___ 提示文

予防給付とは?【介護の基礎知識】公的制度<7>
介護保険制度は、複雑でわかりにくいという声をよく聞く。いざ介護が始まったときに、知っておきたい基礎知識を解説する。
予防給付とは
予防給付とは、介護予防(生活機能を維持・向上させ、要介護状態にあることを予防すること)に適した、軽度者向けの内容・期間・方法で提供される、サービスで、要支援1~2と認定された人が受けることができる。
予防給付は平成18年(2006年)にスタートした新しいサービスで、生活機能を維持・回復し、介護状態が悪化しないよう予防に重点を置いている。
サービスの利用料は保険料や税金から支給される(保険給付)。原則として利用料の9割が支給され、残りの1割が自己負担となる(65歳以上で一定以上の収入がある人は8割支給、2割自己負担、または7割支給、3割自己負担)など給付方法は介護給付と同じ。
予防給付で利用できるサービス
介護給付と同じように、自宅訪問型サービス、通所サービス、施設サービスを利用することができるが、要介護状態になることをできる限り防ぐことを目的としており、利用できるサービス内容や利用料が要介護の人とは異なることがある。

______

▶ **課題の内容**: 予防給付について解説した提示文の続きを、最後の文の後から書き進めてください。

___ 提供資料

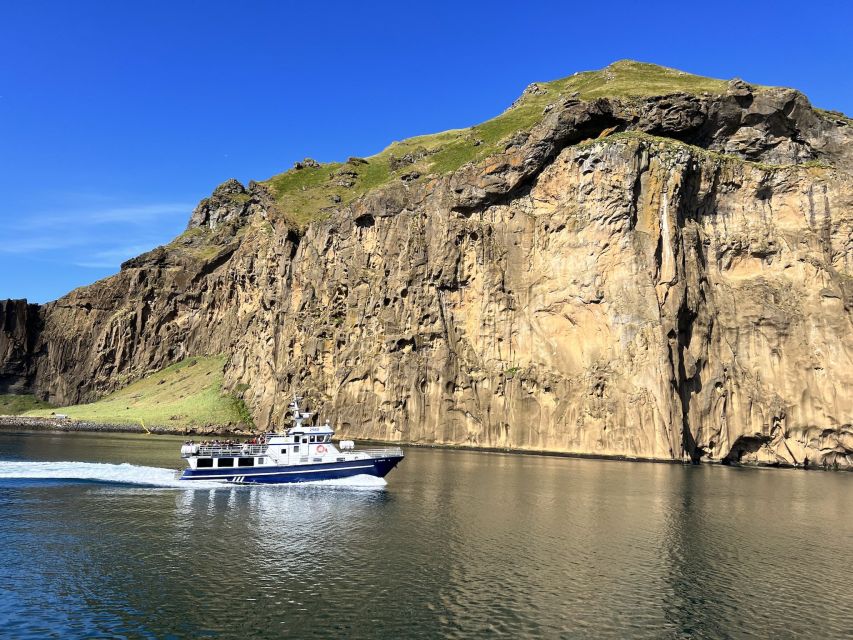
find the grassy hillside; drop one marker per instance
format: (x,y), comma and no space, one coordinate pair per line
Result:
(16,405)
(310,193)
(188,393)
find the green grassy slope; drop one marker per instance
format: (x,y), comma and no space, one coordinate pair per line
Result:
(188,393)
(15,405)
(310,193)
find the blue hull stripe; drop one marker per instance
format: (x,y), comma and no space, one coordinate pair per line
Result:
(379,467)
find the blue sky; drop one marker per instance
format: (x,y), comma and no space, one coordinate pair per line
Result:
(117,117)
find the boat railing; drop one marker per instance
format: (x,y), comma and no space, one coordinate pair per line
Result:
(215,450)
(378,452)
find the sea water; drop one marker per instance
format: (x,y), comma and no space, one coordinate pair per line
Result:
(98,539)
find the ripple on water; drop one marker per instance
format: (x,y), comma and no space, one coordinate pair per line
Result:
(457,545)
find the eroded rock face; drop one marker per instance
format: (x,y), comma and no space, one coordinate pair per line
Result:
(20,324)
(679,291)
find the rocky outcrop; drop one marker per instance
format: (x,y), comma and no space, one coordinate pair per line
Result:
(663,278)
(20,325)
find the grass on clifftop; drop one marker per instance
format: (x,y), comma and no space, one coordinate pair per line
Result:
(311,193)
(188,393)
(11,405)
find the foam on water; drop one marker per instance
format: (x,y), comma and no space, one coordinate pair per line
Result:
(91,471)
(145,476)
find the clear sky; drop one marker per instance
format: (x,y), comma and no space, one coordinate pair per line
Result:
(117,117)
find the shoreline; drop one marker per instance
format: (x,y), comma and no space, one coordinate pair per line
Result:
(26,423)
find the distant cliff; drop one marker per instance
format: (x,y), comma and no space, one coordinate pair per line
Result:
(633,262)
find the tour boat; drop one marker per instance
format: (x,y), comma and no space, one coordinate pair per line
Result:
(301,454)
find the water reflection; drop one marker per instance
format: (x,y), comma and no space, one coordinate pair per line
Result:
(458,545)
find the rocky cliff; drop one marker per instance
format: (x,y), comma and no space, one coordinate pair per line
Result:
(664,272)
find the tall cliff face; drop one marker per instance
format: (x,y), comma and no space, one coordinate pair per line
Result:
(660,276)
(20,325)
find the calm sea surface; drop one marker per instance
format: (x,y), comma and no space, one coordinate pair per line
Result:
(457,545)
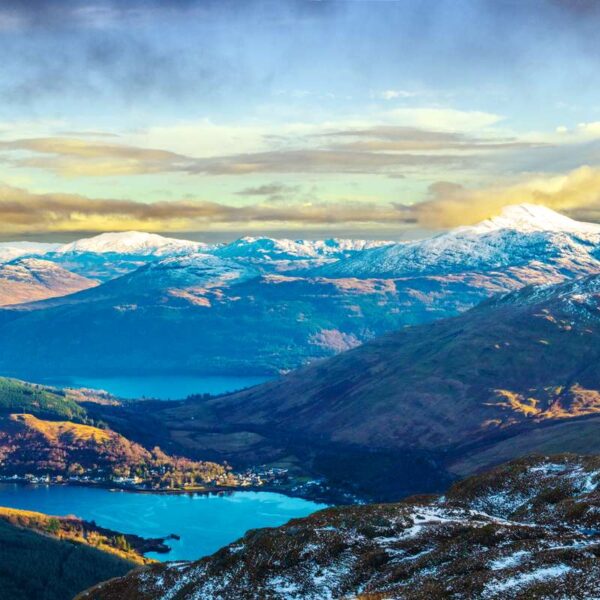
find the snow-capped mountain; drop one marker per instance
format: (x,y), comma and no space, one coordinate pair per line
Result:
(521,234)
(11,250)
(132,243)
(110,255)
(264,248)
(176,275)
(31,279)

______

▶ **演習結果**:
主なサービス
・介護予防支援
└ケアプランの作成
・自宅訪問型サービス
└介護予防訪問介護(ホームヘルプ)、介護予防訪問入浴介護、介護予防訪問看護、介護予防訪問リハビリテーション、介護予防居住療養管理指導
・通所サービス
└介護予防通所介護(デイサービス)、介護予防通所リハビリテーション(デイケア)、介護予防短期入所療養介護(ショートステイ)、介護予防認知症対応型通所介護
・施設サービス
└介護予防特定施設入居者生活介護、介護予防認知症対応共同生活介護(グループホーム)
・生活環境整備サービス
└介護予防福祉用具賃与、介護予防福祉用品販売、介護予防改修
居宅サービスの利用限度額と自己負担額
訪問介護や訪問看護、訪問入浴などの居宅サービスでは、要介護度に応じた利用限度額(給付費)の範囲内で受けられるようなケアプラン(サービス計画書)を作成して、サービス内容を組み立てる。この範囲内であれば、利用料の1割(または2割、3割)が自己負担となる。
※限度額を超えて利用した場合は全額自己負担になってしまう。
居宅サービスの1か月あたり利用限度額と自己負担額のめやす
●要介護度別・1か月あたりの利用限度額・自己負担分:1割負担の場合
要支援1
└支給限度額:50,320円
└自己負担額:5,032円
要支援2
└支給限度額:105,310円
└自己負担額:10,531円
要介護1
└支給限度額:167.650円
└自己負担額:16,765円
要介護2
└支給限度額:197,050円
└自己負担額:19,705円
要介護3
└支給限度額:270,480円
└自己負担額:27,048円
要介護4
└支給限度額:309,380円
└自己負担額:30,938円
要介護5
└支給限度額:362,170円
└自己負担額:36,217円
自宅訪問型サービスの利用料は、1回あたり、または利用時間により設定されているが、通所サービスなどは要介護度によって自己負担額(支給限度基準額)が異なる。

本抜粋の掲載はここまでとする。